Retype every entry below without altering anything.

Items listed in a dataset

::::::::::

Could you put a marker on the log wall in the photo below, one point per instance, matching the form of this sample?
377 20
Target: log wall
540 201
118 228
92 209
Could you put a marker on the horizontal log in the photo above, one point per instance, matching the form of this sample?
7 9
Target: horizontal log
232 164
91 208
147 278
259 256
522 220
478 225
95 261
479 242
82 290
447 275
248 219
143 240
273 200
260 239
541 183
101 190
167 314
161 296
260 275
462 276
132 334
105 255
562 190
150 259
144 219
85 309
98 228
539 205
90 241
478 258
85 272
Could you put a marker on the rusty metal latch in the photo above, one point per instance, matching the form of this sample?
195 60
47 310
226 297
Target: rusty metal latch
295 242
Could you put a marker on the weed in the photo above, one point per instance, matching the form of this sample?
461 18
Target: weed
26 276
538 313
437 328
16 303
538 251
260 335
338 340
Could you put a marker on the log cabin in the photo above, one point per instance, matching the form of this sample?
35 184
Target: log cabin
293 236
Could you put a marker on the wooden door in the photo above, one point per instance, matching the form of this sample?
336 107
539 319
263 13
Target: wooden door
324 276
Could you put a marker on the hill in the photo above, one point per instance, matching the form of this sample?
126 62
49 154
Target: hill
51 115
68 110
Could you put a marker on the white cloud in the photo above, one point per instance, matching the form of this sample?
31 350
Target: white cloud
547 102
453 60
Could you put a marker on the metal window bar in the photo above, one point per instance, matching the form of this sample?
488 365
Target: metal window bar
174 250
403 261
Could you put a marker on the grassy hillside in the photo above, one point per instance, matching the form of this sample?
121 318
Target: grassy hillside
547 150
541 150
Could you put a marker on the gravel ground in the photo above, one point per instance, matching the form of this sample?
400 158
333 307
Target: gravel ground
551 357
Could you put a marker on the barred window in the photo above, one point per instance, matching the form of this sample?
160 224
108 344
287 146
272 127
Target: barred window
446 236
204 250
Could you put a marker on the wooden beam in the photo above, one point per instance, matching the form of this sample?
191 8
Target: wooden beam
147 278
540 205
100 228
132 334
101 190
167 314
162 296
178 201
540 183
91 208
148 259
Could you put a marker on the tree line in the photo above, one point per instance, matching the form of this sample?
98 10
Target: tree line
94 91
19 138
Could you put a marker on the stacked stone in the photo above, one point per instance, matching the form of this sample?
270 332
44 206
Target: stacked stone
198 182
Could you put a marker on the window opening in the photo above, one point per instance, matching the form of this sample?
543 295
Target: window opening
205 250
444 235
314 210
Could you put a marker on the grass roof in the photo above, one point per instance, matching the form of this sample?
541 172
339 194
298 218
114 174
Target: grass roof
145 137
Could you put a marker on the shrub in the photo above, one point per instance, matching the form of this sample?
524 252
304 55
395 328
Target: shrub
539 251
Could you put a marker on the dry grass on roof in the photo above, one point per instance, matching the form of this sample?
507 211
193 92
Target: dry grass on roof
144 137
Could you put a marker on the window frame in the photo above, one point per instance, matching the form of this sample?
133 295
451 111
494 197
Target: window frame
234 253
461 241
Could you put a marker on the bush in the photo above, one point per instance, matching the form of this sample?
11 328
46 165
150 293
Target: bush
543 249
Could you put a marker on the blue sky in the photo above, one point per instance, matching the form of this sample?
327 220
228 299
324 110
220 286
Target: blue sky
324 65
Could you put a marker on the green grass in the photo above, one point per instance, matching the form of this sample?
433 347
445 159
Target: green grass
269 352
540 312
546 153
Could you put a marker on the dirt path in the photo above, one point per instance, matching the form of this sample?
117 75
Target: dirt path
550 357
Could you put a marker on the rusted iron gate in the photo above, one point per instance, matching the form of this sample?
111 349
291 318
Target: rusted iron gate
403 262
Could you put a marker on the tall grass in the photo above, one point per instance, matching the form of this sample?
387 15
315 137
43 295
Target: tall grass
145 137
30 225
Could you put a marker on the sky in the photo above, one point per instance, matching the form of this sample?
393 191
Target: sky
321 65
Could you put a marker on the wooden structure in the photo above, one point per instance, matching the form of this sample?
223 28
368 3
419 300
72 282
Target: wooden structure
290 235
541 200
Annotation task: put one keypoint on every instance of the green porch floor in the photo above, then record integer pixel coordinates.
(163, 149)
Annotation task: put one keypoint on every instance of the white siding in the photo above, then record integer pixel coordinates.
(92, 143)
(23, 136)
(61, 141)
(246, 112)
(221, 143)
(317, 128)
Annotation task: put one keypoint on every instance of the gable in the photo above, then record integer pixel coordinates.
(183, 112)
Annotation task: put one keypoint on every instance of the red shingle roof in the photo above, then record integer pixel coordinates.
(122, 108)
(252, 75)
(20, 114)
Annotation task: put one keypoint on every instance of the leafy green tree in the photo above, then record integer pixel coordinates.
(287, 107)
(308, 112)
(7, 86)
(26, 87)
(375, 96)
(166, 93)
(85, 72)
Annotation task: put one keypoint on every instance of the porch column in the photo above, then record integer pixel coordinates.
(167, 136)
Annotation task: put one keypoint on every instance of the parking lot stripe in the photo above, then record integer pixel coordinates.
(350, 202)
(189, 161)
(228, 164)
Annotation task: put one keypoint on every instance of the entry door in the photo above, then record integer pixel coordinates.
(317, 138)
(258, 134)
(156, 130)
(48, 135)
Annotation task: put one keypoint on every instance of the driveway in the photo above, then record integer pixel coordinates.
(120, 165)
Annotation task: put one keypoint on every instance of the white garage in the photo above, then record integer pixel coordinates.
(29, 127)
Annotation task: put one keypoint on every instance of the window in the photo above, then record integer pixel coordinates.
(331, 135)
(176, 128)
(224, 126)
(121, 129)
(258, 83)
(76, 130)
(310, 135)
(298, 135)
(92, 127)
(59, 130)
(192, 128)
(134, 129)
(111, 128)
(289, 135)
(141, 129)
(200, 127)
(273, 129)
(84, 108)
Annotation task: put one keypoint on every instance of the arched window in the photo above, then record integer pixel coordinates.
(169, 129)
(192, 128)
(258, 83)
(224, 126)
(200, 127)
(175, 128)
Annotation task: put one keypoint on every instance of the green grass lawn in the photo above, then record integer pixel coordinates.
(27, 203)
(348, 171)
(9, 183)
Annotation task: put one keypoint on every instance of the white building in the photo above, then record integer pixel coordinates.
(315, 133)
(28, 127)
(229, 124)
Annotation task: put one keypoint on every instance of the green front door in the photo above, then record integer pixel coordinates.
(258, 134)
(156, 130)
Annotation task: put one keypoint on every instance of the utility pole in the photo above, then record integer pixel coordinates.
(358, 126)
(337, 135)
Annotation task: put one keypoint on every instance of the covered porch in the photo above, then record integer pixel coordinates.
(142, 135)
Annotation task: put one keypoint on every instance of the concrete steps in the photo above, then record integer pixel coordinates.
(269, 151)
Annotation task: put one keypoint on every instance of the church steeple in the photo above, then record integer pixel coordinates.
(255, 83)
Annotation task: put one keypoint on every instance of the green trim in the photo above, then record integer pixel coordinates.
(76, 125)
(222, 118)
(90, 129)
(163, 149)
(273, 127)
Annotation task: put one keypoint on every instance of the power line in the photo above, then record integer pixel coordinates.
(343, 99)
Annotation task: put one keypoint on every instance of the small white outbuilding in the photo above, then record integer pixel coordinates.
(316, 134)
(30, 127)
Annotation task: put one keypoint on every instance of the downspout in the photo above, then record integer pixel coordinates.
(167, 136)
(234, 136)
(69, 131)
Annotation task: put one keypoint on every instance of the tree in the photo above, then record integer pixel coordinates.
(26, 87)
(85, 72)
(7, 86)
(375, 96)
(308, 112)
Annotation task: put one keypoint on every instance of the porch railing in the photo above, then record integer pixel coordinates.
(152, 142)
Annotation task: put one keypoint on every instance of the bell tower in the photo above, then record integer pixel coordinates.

::::::::::

[YOUR SOLUTION]
Could you put a marker on the log wall in the photo below, one point per instance, matching the form of this sample?
377 20
Target: log wall
540 201
118 228
92 209
Could you put a marker on the horizontal log in the photo above, one point per instance, matching the form of this sample?
7 9
Target: horizontal log
232 164
91 208
147 278
259 256
522 220
478 225
95 261
479 242
82 290
447 275
248 219
143 240
273 200
260 239
541 183
101 190
167 314
161 296
260 275
462 276
132 334
105 255
562 190
150 259
144 219
85 309
98 228
539 205
90 241
478 258
85 272
Could you put a marker on the rusty metal latch in the photo above, one point per instance, matching the form of this sample?
195 60
47 310
226 297
Target: rusty metal latch
295 242
Could you put a marker on the weed in the photo above, one point per instance, matching the form of this sample?
461 18
Target: weed
26 276
538 313
437 328
16 303
538 251
260 335
338 340
Could you put a marker on the log cabin in the photo above, one point per instance, matching the form of this sample?
35 184
Target: log cabin
293 236
Could you put a marker on the wooden door in the photo above, one point per instance, matching the form of this sample?
336 107
539 319
263 13
Target: wooden door
324 276
Could you put a marker on the hill in the photo above, one point per instance, matching the form of this sample?
126 62
49 154
Target: hill
51 115
68 110
Could you put a marker on the white cloud in the photo above, one point per instance, matching the form of this sample?
31 350
Target: white cloud
547 102
453 60
Could you put a marker on the metal window bar in the photo above, one point per instance, matching the form of this sample?
488 365
Target: metal window bar
174 250
403 261
Could you put a marker on the grassy hillside in the photo above, one point per instance, matching the form of this sample?
121 318
Target: grassy hillside
547 150
541 150
Could you put a marker on the gravel ground in the photo above, one point per instance, matching the form of this sample?
400 158
333 307
Target: gravel ground
551 357
Could you put a marker on the barred window in the photo above, one point per instance, matching the form of this sample?
160 224
108 344
287 146
272 127
Target: barred window
446 236
204 250
Could you put a marker on the wooden beam in the photo above, one point per instance, matching the form of this sample?
191 8
Target: wooden beam
147 278
540 205
100 228
132 334
101 190
167 314
162 296
178 201
540 183
91 208
148 259
Could you put a marker on the tree line in the photo above, one point per instance, matching the form of this sample?
98 10
Target: tree line
94 91
19 138
Could you put a marker on the stacked stone in the photo above, one point per instance, matching the form of this sample?
270 332
44 206
Target: stacked stone
198 182
Could you put a marker on the window opening in the photo above, one point per instance, matching the form of this sample?
543 295
Target: window opening
205 250
444 235
314 210
Could you put a marker on the grass roof in the photo above, one point per instance, matching the form of this sample?
541 172
339 194
298 218
114 174
Target: grass roof
145 137
Could you put a marker on the shrub in the photo above, one point per instance, matching the form of this sample?
524 252
304 55
395 328
Target: shrub
539 251
Could you put a marker on the dry grass on roof in the photo above, one point per instance, matching the form of this sample?
507 211
193 92
Target: dry grass on roof
144 137
Could you put a marker on the window frame in the photo above, one point per instance, matching the form of this sample?
133 295
451 111
494 197
Target: window frame
234 253
461 241
Could you put a marker on the bush in the photo above, one point per instance, matching the form of this sample?
11 328
46 165
150 293
Target: bush
543 249
Could you put a marker on the blue sky in the photo above, one point per instance, matching the form of this sample?
327 220
228 299
324 110
220 286
Target: blue sky
324 65
Could you put a marker on the green grass in the photo above, one point per instance, matching the form of this sample?
433 347
445 159
Target: green grass
269 352
540 312
546 153
Could you put a marker on the dirt path in the photo above, one point per instance, matching the form of this sample?
117 75
Target: dirt path
550 357
Could you put a marker on the rusted iron gate in the photo above, one point per instance, matching the form of this sample?
111 349
291 318
Target: rusted iron gate
403 262
Could you put a marker on the tall grass in the photo above, one point per instance, matching the form of this sample?
387 15
315 137
43 295
Target: tall grass
145 137
30 225
Could you put a marker on the sky in the photo above, one point per instance, matching the form of this sample?
393 191
Target: sky
321 65
Could you put a marker on the wooden structure in the photo above, one point per instance, matching the form of this sample?
223 28
368 3
419 300
72 282
Target: wooden structure
290 235
541 200
Annotation task: put one keypoint on every instance of the green porch floor in the photo above, then record integer pixel coordinates.
(163, 149)
Annotation task: put one keypoint on every instance of the white siding in the photo above, then record integer pixel coordinates.
(92, 143)
(23, 136)
(61, 141)
(246, 112)
(221, 143)
(317, 128)
Annotation task: put one keypoint on every instance of the gable in the photo above, then record integer pixel coordinates.
(183, 112)
Annotation task: put one keypoint on every instance of the red shingle roof in the photo above, then record integer pixel coordinates.
(122, 108)
(252, 75)
(20, 114)
Annotation task: put one keypoint on every instance of the leafy green tree in the photo above, then record integer pixel coordinates.
(287, 107)
(308, 112)
(7, 86)
(26, 87)
(375, 96)
(166, 93)
(85, 72)
Annotation task: put one keypoint on every instance of the porch column in the photo above, then record integer pixel coordinates.
(167, 136)
Annotation task: put one keypoint on every instance of the parking lot stripe in the photo above, then record integer pixel coordinates.
(350, 202)
(189, 161)
(228, 164)
Annotation task: put one keypoint on every instance of the entry door in the photo above, then record integer pixel coordinates.
(317, 138)
(258, 134)
(156, 130)
(48, 135)
Annotation task: put one keypoint on every instance of the driveway in the photo above, then record integer pixel coordinates.
(120, 165)
Annotation task: put one keypoint on every instance of the white garage in the photo above, then record integer pixel coordinates.
(29, 127)
Annotation task: put one keypoint on every instance of the window in the photo above, then record integer pixel coordinates.
(331, 135)
(176, 128)
(224, 126)
(121, 129)
(258, 83)
(76, 130)
(310, 135)
(298, 135)
(92, 127)
(59, 130)
(192, 128)
(134, 129)
(111, 128)
(289, 135)
(141, 129)
(200, 127)
(273, 129)
(84, 108)
Annotation task: put one keypoint on every instance of the arched window in the photo above, then record integer pixel coordinates.
(169, 129)
(192, 128)
(258, 83)
(224, 126)
(200, 127)
(175, 128)
Annotation task: put one keypoint on every instance of the green grass lawn in the photo above, then record integer pixel coordinates.
(27, 203)
(348, 171)
(9, 183)
Annotation task: put one keypoint on every instance of the white building in the photo above, then record integer pixel coordinates.
(315, 133)
(28, 127)
(229, 124)
Annotation task: put one keypoint on every instance of the green front door in the photo above, then record integer pixel coordinates.
(258, 134)
(156, 130)
Annotation task: put one keypoint on every instance of the utility pole in the photo above, then record integer pixel coordinates.
(358, 126)
(337, 135)
Annotation task: put one keypoint on every instance of the covered porch in the photo above, then record integer pixel coordinates.
(142, 135)
Annotation task: put one keypoint on every instance of the concrete steps in the photo above, then record integer pixel coordinates.
(269, 151)
Annotation task: put one keypoint on every instance of the church steeple in the photo above, then record integer pixel coordinates.
(255, 83)
Annotation task: put one keypoint on every instance of the green trim in the photo above, then record integer pixel coordinates.
(76, 125)
(222, 118)
(90, 129)
(163, 149)
(273, 127)
Annotation task: put one keypoint on every instance of the power line in the photo above, then record integer pixel coordinates.
(343, 99)
Annotation task: put one keypoint on every instance of the small white outbuilding in the photo above, then record integer pixel coordinates.
(316, 134)
(30, 127)
Annotation task: put one keypoint on every instance of the downspout in the photo above, then record integer pixel coordinates.
(167, 136)
(234, 136)
(69, 131)
Annotation task: put one keypoint on every instance of the tree in the photo above, then record integer pixel coordinates.
(26, 87)
(85, 72)
(7, 86)
(375, 96)
(308, 112)
Annotation task: put one keypoint on every instance of the porch railing in the photo above, then record integer pixel coordinates.
(152, 142)
Annotation task: put one keypoint on every instance of the bell tower in the photo above, then record integer pixel coordinates.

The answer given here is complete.